## 本文
──────

まずはやっとかないとと云う事で吸血鬼榎木津でした。
蒼月様もパラレルのお話を書く予定がおありということで、凄く楽しみです。
何だかんだでもう間もなくハロウィンも終わりですが、中禅寺のお話が書けるといいなぁと思っているので
もし書けましたらお読み頂けたら嬉しいです。
コメントありがとうございました。

>あやめ様
本無事に着きましたか、わざわざのご連絡ありがとうございます。
レインボー益田は青と白がお好きなんですね。青と白は「やりすぎたか!?」と書きながらやや戦慄していた二名なので、気に入って頂けて有難いです。益田の「ここがかわいい」という面を強調したいだけの本ですが、可愛がって頂ければと思います。
都電榎木津線は私自身本当に好きな本です!シロさんと一緒に本を作って、ひとりでは書けなかったことが書けました。楽しかったです。
抄録集は発行後一週間後くらいS潮社からの訴状を恐れていました(…)あの頃よりもペースは落ちましたが、これからも楽しく益田を幸せに出来たらなと思ってます。
たくさんのご感想ありがとうございました。創作する事であやめ様のご期待にお応え出来たら幸いです。どうぞお時間のある時にまた遊びにいらしてくださいませ。

>10月26日 21:25の方
志水版益田が狐っぽすぎて、狐っぽい益田と並ぶことで和寅もなんだか平成狸合戦ぽく見えたので思い切ってやっちゃいました。お読み頂いてありがとうございました。

──────

## 提供データ
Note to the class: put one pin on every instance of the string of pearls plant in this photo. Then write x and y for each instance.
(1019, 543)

──────

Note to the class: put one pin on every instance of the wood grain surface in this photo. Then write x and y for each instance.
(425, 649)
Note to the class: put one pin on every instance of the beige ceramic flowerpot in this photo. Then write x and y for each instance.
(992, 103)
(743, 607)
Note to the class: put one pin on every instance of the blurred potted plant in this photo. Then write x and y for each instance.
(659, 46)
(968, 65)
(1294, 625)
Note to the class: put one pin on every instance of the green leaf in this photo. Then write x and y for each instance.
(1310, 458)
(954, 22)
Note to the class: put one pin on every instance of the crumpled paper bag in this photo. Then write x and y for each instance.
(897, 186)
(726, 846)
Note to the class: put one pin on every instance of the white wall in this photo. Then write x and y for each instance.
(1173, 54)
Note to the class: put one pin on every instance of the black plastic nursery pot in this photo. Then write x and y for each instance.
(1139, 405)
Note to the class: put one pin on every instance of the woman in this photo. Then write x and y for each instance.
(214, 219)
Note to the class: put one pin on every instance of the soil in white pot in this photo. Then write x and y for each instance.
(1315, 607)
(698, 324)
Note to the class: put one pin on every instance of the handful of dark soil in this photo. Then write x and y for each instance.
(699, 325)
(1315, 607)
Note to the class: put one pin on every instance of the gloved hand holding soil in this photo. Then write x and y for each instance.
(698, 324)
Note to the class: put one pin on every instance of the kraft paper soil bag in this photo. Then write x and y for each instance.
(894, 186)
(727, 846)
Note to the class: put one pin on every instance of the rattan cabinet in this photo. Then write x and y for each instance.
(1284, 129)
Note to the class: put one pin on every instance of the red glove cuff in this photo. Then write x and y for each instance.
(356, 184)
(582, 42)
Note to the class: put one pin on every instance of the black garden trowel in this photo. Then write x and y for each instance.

──────

## 指示 1
本文の要点を2文でまとめてください。
## 指示 2
リストのうち「the red glove」を含む行から始まり「the black garden」を含む行で終わる範囲(両端を含む)だけを、指示文も含めて書き直してください。その際、回答の座標の数値をすべて1.95倍に拡大し、整数に丸めてください(0.5は切り上げ)。

## 回答 1
吸血鬼榎木津を書いたことやコメントへのお礼とともに、ハロウィンが終わるまでに中禅寺のお話が書けたらという思いが述べられている。あやめ様には本の到着連絡と多くの感想への礼を伝え、10月26日21:25の方には、志水版益田が狐っぽすぎて和寅が平成狸合戦ぽく見えたので思い切って描いたと説明している。

## 回答 2
Note to the class: put one pin on every instance of the red glove cuff in this photo. Then write x and y for each instance.
(694, 359)
(1135, 82)
Note to the class: put one pin on every instance of the black garden trowel in this photo. Then write x and y for each instance.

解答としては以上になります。